## What you have to do
Exactly as they appear, copy the lines of the listing from the one containing "Query: side mirror" through the final line, both included, and nothing else.

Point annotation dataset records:
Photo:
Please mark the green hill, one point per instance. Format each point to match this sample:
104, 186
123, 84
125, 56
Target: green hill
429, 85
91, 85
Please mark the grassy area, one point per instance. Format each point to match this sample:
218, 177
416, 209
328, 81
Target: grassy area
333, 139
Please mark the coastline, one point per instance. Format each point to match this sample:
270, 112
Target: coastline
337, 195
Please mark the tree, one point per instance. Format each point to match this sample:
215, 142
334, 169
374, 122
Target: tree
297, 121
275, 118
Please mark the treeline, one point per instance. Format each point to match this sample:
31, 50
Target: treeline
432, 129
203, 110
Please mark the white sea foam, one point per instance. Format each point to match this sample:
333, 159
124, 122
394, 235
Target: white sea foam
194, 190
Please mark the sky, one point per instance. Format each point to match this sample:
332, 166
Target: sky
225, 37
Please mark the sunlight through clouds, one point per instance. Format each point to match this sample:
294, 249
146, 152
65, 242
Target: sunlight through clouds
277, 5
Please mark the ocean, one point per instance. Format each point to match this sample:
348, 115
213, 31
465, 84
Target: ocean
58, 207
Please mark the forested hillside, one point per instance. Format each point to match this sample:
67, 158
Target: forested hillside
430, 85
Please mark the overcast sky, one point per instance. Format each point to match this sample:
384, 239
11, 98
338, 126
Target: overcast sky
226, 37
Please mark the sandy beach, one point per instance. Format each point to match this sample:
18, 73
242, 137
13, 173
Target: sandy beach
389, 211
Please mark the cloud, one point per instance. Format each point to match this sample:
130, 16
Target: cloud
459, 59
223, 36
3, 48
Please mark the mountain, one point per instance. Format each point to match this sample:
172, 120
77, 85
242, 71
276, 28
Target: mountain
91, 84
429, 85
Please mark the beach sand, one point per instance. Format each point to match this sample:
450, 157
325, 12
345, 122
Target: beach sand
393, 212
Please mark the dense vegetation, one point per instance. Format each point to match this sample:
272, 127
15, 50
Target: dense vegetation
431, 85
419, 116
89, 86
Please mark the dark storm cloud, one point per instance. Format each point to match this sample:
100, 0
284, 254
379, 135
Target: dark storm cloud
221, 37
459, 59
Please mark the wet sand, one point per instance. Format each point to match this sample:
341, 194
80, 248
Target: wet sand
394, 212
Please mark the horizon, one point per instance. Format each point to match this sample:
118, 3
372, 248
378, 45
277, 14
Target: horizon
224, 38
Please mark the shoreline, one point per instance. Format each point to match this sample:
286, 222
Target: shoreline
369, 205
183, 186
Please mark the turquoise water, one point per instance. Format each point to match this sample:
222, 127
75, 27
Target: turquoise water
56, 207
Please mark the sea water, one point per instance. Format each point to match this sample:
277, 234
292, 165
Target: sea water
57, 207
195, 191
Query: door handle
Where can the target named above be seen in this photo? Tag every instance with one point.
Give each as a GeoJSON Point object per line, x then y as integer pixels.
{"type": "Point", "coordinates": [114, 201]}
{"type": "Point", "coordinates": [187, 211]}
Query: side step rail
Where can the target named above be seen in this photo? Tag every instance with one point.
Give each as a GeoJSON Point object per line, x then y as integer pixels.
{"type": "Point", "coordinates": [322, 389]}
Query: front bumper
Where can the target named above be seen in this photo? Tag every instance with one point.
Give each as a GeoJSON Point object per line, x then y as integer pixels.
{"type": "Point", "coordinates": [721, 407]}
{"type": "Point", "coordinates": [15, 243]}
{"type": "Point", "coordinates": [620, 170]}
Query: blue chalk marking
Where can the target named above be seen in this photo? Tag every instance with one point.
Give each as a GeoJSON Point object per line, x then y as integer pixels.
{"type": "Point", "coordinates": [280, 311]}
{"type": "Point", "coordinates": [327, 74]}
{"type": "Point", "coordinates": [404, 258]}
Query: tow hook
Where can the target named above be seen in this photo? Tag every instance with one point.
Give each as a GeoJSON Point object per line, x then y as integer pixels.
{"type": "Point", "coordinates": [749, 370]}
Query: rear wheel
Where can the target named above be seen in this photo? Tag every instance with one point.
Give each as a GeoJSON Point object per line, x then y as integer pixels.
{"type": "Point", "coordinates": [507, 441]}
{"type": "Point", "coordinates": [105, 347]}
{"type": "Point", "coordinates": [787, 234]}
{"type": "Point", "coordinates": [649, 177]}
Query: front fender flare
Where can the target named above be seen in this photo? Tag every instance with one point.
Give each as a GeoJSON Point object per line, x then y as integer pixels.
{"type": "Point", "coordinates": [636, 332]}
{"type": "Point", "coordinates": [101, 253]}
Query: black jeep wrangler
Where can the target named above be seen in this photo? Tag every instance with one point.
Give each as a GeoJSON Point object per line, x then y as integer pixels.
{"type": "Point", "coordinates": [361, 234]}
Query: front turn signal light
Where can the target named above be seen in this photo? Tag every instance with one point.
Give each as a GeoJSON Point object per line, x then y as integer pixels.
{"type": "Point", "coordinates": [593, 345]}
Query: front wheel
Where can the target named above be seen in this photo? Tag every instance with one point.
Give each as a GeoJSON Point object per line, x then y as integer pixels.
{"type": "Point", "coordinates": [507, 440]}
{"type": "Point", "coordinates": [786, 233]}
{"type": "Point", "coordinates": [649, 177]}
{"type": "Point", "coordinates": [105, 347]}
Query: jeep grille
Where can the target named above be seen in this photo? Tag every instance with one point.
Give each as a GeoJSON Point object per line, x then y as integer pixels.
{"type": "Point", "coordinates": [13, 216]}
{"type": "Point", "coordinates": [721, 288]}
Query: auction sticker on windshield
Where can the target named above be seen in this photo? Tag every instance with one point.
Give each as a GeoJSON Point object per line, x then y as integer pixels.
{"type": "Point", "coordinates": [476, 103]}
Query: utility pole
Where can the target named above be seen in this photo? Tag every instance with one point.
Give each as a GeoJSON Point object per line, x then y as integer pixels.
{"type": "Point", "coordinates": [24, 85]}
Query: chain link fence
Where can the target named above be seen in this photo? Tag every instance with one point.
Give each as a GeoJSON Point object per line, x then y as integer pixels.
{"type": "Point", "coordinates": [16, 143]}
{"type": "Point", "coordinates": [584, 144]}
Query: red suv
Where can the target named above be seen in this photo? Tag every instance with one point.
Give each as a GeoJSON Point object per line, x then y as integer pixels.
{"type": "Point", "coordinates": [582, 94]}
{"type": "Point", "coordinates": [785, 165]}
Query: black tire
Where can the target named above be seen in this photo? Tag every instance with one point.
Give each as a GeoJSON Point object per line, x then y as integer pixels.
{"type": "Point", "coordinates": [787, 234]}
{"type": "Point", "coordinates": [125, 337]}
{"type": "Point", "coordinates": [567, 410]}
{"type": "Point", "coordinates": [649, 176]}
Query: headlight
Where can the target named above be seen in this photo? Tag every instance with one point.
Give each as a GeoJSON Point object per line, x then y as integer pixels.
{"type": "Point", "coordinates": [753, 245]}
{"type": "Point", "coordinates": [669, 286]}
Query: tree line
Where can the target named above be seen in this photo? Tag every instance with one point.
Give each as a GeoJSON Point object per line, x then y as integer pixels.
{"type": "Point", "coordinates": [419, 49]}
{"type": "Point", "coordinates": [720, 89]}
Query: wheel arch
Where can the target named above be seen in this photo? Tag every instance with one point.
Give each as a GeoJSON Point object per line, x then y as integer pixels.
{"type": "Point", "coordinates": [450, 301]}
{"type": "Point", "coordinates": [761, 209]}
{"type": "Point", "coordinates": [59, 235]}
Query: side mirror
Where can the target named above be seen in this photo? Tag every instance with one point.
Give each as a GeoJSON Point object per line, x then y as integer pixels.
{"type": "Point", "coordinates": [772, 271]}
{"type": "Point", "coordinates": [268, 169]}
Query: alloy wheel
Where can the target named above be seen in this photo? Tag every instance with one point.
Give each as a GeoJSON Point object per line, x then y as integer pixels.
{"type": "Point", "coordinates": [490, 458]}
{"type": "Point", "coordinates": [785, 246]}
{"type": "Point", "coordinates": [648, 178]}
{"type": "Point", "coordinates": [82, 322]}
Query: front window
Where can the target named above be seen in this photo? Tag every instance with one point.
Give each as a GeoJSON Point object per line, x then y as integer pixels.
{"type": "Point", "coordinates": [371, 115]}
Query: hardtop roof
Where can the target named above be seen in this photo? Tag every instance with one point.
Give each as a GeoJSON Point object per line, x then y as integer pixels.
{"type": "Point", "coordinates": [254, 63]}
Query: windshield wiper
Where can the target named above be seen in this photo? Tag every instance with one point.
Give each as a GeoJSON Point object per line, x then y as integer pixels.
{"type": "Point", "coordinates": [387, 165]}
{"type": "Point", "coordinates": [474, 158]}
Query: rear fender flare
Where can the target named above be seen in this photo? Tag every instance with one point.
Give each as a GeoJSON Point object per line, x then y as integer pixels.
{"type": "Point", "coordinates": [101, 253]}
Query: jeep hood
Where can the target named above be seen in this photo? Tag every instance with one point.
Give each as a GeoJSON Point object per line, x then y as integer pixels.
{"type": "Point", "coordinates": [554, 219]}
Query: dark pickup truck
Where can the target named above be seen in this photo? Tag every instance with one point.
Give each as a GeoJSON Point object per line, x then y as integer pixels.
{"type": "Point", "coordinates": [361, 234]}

## Output below
Query: side mirror
Where can the target named above be seen in this photo? Tag every instance with one point.
Give each as a GeoJSON Point object per line, x then y as integer pixels.
{"type": "Point", "coordinates": [772, 271]}
{"type": "Point", "coordinates": [268, 169]}
Query: alloy wheel
Where can the target named above be seen in this photo? Tag every instance with one point.
Give each as a GeoJSON Point object per line, x then y as integer pixels.
{"type": "Point", "coordinates": [490, 458]}
{"type": "Point", "coordinates": [785, 246]}
{"type": "Point", "coordinates": [648, 178]}
{"type": "Point", "coordinates": [82, 322]}
Query: front window
Where can the target named above be seen in this photo? Tag every instance with one point.
Give each as a GeoJSON Point object per line, x then y as integer pixels.
{"type": "Point", "coordinates": [371, 115]}
Query: hardtop roof
Where can the target named above be seen in this photo? Tag every instance with one point.
Give each as a GeoJSON Point object per line, x then y as integer pixels.
{"type": "Point", "coordinates": [254, 63]}
Query: windshield wiper
Where can the target named above be seen in this photo? Tag every instance with one point.
Give each as a GeoJSON Point object per line, x then y as integer pixels.
{"type": "Point", "coordinates": [387, 165]}
{"type": "Point", "coordinates": [474, 158]}
Query: rear fender flare
Where can the target named above be seen in this photo? Tag every instance with one point.
Give each as a GeoJSON Point object per line, x then y as integer pixels.
{"type": "Point", "coordinates": [101, 253]}
Query: jeep hood
Where can the target named above be seen in this photo? Tag every instance with one point.
Give each as a GeoJSON Point object per line, x then y as integer pixels.
{"type": "Point", "coordinates": [554, 219]}
Query: dark pickup truck
Where can the target named above be seen in this photo? Tag every instance with one point.
Give each as a GeoJSON Point object per line, x then y as integer pixels.
{"type": "Point", "coordinates": [361, 234]}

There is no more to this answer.